> **Data provided**
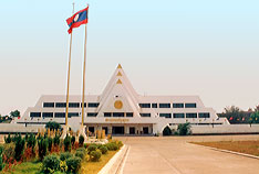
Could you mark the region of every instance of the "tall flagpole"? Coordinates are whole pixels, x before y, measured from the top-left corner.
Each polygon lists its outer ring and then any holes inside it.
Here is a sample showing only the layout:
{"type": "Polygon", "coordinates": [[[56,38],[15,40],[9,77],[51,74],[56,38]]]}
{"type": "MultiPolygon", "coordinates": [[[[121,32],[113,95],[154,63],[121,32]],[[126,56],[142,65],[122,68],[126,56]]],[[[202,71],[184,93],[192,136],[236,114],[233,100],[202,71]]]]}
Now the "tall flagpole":
{"type": "MultiPolygon", "coordinates": [[[[89,4],[87,4],[89,7],[89,4]]],[[[89,10],[86,19],[89,18],[89,10]]],[[[84,126],[84,99],[85,99],[85,64],[86,64],[86,39],[87,39],[87,23],[85,23],[85,39],[84,39],[84,64],[83,64],[83,94],[82,94],[82,123],[84,126]]]]}
{"type": "MultiPolygon", "coordinates": [[[[72,15],[73,15],[73,14],[74,14],[74,3],[73,3],[72,15]]],[[[69,53],[68,87],[66,87],[66,106],[65,106],[65,126],[68,126],[68,117],[69,117],[70,66],[71,66],[71,52],[72,52],[72,34],[73,34],[73,30],[71,31],[71,35],[70,35],[70,53],[69,53]]]]}

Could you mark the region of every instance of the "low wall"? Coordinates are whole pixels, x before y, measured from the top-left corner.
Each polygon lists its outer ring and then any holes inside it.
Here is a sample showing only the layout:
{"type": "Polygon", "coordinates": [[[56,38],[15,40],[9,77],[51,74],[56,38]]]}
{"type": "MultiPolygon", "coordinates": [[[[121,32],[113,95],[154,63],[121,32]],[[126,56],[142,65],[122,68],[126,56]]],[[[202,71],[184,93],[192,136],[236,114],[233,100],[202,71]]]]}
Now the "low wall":
{"type": "Polygon", "coordinates": [[[191,126],[193,134],[245,134],[259,133],[259,124],[191,126]]]}
{"type": "Polygon", "coordinates": [[[37,133],[38,129],[42,129],[44,126],[30,126],[28,124],[20,124],[20,123],[0,123],[0,133],[27,133],[27,132],[33,132],[37,133]]]}

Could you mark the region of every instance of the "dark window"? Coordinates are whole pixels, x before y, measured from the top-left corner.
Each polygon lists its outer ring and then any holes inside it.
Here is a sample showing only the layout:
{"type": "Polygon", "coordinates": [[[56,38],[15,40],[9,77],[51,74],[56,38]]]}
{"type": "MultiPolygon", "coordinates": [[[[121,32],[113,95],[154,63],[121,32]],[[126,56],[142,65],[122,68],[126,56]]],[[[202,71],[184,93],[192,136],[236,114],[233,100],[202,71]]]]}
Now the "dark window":
{"type": "Polygon", "coordinates": [[[89,108],[97,108],[99,102],[89,102],[89,108]]]}
{"type": "Polygon", "coordinates": [[[54,102],[43,102],[43,108],[54,108],[54,102]]]}
{"type": "Polygon", "coordinates": [[[159,117],[172,118],[172,113],[159,113],[159,117]]]}
{"type": "Polygon", "coordinates": [[[152,104],[152,108],[157,108],[157,104],[152,104]]]}
{"type": "Polygon", "coordinates": [[[30,117],[41,117],[41,112],[30,112],[30,117]]]}
{"type": "Polygon", "coordinates": [[[186,118],[197,118],[197,113],[186,113],[186,118]]]}
{"type": "Polygon", "coordinates": [[[79,112],[69,112],[68,117],[79,117],[79,112]]]}
{"type": "Polygon", "coordinates": [[[133,112],[126,112],[126,117],[133,117],[133,112]]]}
{"type": "Polygon", "coordinates": [[[65,118],[65,112],[55,112],[56,118],[65,118]]]}
{"type": "Polygon", "coordinates": [[[200,112],[199,113],[199,118],[209,118],[209,117],[210,117],[209,112],[200,112]]]}
{"type": "Polygon", "coordinates": [[[113,112],[113,117],[124,117],[124,112],[113,112]]]}
{"type": "Polygon", "coordinates": [[[184,108],[184,104],[173,104],[173,108],[184,108]]]}
{"type": "Polygon", "coordinates": [[[170,108],[170,104],[159,104],[159,108],[170,108]]]}
{"type": "Polygon", "coordinates": [[[55,108],[65,108],[66,104],[65,102],[55,102],[55,108]]]}
{"type": "Polygon", "coordinates": [[[104,117],[112,117],[111,112],[104,112],[104,117]]]}
{"type": "Polygon", "coordinates": [[[87,112],[87,117],[96,117],[97,115],[97,112],[87,112]]]}
{"type": "Polygon", "coordinates": [[[196,104],[185,104],[185,108],[196,108],[196,104]]]}
{"type": "Polygon", "coordinates": [[[79,104],[79,102],[70,102],[70,104],[69,104],[69,107],[70,107],[70,108],[79,108],[79,107],[80,107],[80,104],[79,104]]]}
{"type": "MultiPolygon", "coordinates": [[[[82,102],[81,102],[81,108],[82,108],[82,102]]],[[[84,108],[86,108],[86,102],[84,102],[84,108]]]]}
{"type": "Polygon", "coordinates": [[[185,118],[185,113],[174,113],[174,118],[185,118]]]}
{"type": "Polygon", "coordinates": [[[42,113],[42,117],[45,117],[45,118],[53,118],[53,112],[43,112],[42,113]]]}
{"type": "Polygon", "coordinates": [[[139,113],[141,117],[151,117],[151,113],[139,113]]]}
{"type": "Polygon", "coordinates": [[[138,104],[141,108],[151,108],[151,104],[138,104]]]}

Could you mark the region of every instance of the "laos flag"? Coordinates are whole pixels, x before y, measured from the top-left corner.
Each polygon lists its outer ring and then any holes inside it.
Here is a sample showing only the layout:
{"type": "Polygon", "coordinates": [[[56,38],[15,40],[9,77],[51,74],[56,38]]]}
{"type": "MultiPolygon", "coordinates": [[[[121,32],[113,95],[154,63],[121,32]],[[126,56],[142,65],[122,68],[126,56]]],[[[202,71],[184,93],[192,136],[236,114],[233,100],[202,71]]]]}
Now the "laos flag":
{"type": "Polygon", "coordinates": [[[81,24],[86,24],[89,20],[89,7],[80,10],[79,12],[74,13],[71,18],[66,20],[68,25],[70,26],[69,33],[72,32],[74,28],[79,28],[81,24]]]}

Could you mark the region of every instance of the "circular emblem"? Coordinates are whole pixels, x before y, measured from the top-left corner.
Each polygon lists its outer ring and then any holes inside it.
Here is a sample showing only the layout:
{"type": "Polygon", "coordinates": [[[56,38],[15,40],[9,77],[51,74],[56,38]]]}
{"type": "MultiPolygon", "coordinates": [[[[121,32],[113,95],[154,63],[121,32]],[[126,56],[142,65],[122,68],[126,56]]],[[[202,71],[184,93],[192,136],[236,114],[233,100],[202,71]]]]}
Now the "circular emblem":
{"type": "Polygon", "coordinates": [[[116,101],[114,102],[114,107],[115,107],[116,109],[122,109],[123,102],[122,102],[121,100],[116,100],[116,101]]]}
{"type": "Polygon", "coordinates": [[[79,20],[79,14],[74,17],[74,22],[76,22],[77,20],[79,20]]]}

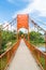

> **Required task**
Which lines above contain the word "window", with case mattering? List each such line in full.

> **Completed task**
Could you mark the region of every instance of the "dark window"? Coordinates are whole pixels, x before y, measured from the top-left corner.
Now the "dark window":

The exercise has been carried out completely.